→ **What you should do**:
Reproduce every entry exactly as written.

Material to process section start

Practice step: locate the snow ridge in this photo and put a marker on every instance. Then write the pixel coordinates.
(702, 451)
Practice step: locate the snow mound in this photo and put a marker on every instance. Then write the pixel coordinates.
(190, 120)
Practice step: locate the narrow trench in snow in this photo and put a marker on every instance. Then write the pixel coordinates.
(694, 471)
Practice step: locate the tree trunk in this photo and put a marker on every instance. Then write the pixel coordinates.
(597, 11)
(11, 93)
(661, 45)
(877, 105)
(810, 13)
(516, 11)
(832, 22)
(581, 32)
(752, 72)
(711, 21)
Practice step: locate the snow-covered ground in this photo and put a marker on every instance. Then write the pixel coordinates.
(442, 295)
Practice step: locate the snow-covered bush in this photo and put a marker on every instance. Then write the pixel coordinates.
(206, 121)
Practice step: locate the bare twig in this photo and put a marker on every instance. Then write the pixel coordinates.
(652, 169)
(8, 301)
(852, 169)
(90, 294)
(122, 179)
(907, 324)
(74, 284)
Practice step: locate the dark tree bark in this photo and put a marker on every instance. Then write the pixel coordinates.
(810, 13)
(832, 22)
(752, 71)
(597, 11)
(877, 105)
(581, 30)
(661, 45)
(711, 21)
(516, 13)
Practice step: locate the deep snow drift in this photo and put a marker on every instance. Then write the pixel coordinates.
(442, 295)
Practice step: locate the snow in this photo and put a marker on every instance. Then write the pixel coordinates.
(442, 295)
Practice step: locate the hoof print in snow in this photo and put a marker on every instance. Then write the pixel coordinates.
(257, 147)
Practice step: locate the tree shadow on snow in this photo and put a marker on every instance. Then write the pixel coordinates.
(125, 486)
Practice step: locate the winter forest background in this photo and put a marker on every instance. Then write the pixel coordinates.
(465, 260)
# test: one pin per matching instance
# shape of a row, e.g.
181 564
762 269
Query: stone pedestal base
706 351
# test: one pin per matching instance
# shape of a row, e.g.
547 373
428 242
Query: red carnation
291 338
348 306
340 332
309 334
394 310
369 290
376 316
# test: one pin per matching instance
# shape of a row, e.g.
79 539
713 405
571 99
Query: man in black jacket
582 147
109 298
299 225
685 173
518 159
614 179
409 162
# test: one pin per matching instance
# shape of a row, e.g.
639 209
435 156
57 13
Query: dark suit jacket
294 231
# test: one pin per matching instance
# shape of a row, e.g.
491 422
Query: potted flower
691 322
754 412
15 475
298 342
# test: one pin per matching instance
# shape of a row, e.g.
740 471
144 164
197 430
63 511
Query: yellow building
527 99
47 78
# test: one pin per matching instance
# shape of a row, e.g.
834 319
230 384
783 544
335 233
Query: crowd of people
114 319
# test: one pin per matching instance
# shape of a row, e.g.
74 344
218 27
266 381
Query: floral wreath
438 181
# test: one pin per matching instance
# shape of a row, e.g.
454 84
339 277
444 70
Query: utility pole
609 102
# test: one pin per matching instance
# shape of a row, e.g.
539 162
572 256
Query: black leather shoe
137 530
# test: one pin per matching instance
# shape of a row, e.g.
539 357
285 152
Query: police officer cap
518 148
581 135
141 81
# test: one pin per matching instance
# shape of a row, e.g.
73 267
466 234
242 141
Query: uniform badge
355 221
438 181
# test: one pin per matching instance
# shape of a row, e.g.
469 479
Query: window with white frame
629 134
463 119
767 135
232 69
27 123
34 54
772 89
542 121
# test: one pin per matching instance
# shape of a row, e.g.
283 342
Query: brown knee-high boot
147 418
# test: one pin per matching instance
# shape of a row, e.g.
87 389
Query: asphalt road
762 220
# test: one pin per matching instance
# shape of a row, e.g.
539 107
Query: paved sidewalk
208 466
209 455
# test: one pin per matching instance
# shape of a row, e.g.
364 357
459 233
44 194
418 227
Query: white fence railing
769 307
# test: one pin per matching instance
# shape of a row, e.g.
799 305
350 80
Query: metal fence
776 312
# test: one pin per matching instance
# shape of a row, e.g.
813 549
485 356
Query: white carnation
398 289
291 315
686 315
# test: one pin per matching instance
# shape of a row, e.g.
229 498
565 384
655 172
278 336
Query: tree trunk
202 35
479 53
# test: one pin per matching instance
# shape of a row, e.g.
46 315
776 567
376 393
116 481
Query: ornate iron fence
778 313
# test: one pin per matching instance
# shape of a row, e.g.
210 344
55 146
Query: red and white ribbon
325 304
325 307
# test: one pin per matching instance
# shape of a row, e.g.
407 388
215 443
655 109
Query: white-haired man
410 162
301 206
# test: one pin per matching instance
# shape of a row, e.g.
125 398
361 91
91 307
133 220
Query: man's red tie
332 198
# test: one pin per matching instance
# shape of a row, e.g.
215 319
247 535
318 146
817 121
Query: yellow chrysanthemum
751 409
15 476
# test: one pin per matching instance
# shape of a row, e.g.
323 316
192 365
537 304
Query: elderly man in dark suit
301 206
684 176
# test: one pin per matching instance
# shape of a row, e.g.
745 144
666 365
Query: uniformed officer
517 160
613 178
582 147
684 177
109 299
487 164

Material to process section end

→ **Problem solution**:
Practice step: locate the snow ridge in this photo and put a marker on every instance. Then write the pixel coordinates.
(702, 451)
Practice step: locate the snow mound in this photo and put a marker on every instance. Then write the pixel coordinates.
(190, 120)
Practice step: locate the narrow trench in snow in this photo and put a marker on every instance. Then write the pixel coordinates.
(694, 471)
Practice step: locate the tree trunk in this photo and put a marker on every instance. Then write the pixel coordinates.
(597, 11)
(11, 93)
(661, 45)
(877, 105)
(810, 13)
(516, 11)
(832, 22)
(581, 32)
(752, 72)
(711, 21)
Practice step: locate the snow-covered ground in this photo and put a marker on every instance. Then write the pixel coordinates.
(442, 295)
Practice step: locate the snow-covered bush in this photo and put a marker on every instance. Then write the pixel coordinates.
(206, 121)
Practice step: locate the bare twig in this photo and put a marker on every instance. Then write the pixel coordinates.
(652, 169)
(8, 301)
(852, 169)
(90, 294)
(122, 179)
(907, 324)
(74, 284)
Practice step: locate the dark tree bark in this photo and put a marker on every instance. Then write the pixel coordinates.
(810, 13)
(832, 22)
(752, 71)
(597, 11)
(877, 105)
(581, 30)
(661, 45)
(711, 21)
(516, 13)
Practice step: locate the deep snow drift in this photo and put a marker on every instance. Then write the pixel coordinates.
(442, 295)
Practice step: locate the snow in this photo and put a marker on every instance. Then write the pixel coordinates.
(442, 295)
Practice step: locate the hoof print in snow in this photo and put a marker on every instance. Then write the pixel coordinates.
(257, 147)
Practice step: locate the tree shadow on snow in this photo and put a marker on every instance. Then write the pixel coordinates.
(125, 486)
Practice step: locate the winter forest background in this photo and put a marker on every instance. Then write the pixel coordinates.
(465, 260)
# test: one pin per matching instance
# shape of a row, e.g.
181 564
762 269
Query: stone pedestal base
706 351
# test: one pin per matching instance
# shape of a row, e.g.
547 373
428 242
Query: red carnation
291 338
348 306
340 332
309 334
394 310
369 290
376 316
# test: one pin per matching instance
# shape of a row, e.g.
79 539
713 405
571 99
Query: man in black jacket
582 147
109 298
299 225
685 173
518 159
614 179
409 162
# test: one pin per matching instance
# shape of a row, e.g.
639 209
435 156
57 13
Query: dark suit jacket
294 231
# test: one pin per matching instance
# shape of a row, e.g.
491 422
Query: potted flower
691 322
754 412
15 475
298 342
# test: one pin per matching instance
# shape of a row, e.g.
740 471
144 164
197 430
63 511
Query: yellow building
527 99
47 78
# test: one pin per matching instance
# shape of a row, e.g.
834 319
230 384
783 544
335 233
Query: crowd of people
114 319
# test: one pin per matching instance
# shape of a row, e.g.
74 344
218 27
266 381
Query: floral wreath
438 181
# test: one pin per matching instance
# shape of a row, e.g.
454 84
339 277
444 70
Query: utility pole
609 102
# test: one pin per matching instance
# shape of a row, e.g.
539 162
572 256
Query: black leather shoe
137 530
# test: one pin per matching instance
# shape of a row, e.g.
539 357
285 152
Query: police officer cap
518 148
581 135
141 81
# test: one pin per matching instance
# shape of a row, e.g.
73 267
466 234
242 141
Query: uniform badge
355 221
438 181
# test: one pin per matching instance
# shape of a row, e.g.
469 479
Query: window with white frame
629 134
463 119
767 135
232 69
27 123
34 54
772 89
542 121
# test: one pin per matching instance
# shape of a row, e.g.
283 342
Query: brown knee-high boot
147 418
# test: one pin per matching instance
# shape of a row, e.g.
87 389
Query: asphalt road
762 220
# test: one pin per matching instance
# shape of a row, e.g.
539 107
Query: paved sidewalk
208 466
209 455
# test: one pin per matching instance
# shape of a row, e.g.
364 357
459 233
44 194
418 227
Query: white fence railing
769 307
# test: one pin per matching instance
# shape of a row, e.g.
799 305
350 80
Query: metal fence
776 312
# test: one pin per matching instance
# shape of a row, e.g.
813 549
485 356
Query: white carnation
398 289
291 315
686 315
# test: one pin per matching instance
# shape of a row, e.g.
229 498
565 384
655 172
278 336
Query: tree trunk
202 35
479 53
# test: one pin per matching instance
# shape of a row, e.g.
46 315
776 567
376 393
116 481
Query: ornate iron fence
778 313
# test: one pin per matching instance
# shape of a row, e.g.
210 344
55 146
Query: red and white ribbon
325 304
325 307
# test: one pin per matching instance
# shape of a row, e.g.
407 388
215 443
655 109
Query: white-haired man
410 162
301 206
# test: one pin per matching instance
# shape of a row, e.g.
125 398
361 91
91 307
133 220
Query: man's red tie
332 198
# test: one pin per matching instance
# shape of a row, e.g.
215 319
247 535
318 146
817 121
Query: yellow chrysanthemum
751 409
15 476
# test: one pin per matching instance
# shape of a row, e.g.
323 316
192 365
537 304
Query: elderly man in dark suit
301 206
684 176
# test: one pin per matching instance
# shape of a row, e.g.
745 144
666 365
Query: uniformed officer
517 160
613 178
582 147
684 177
109 299
487 164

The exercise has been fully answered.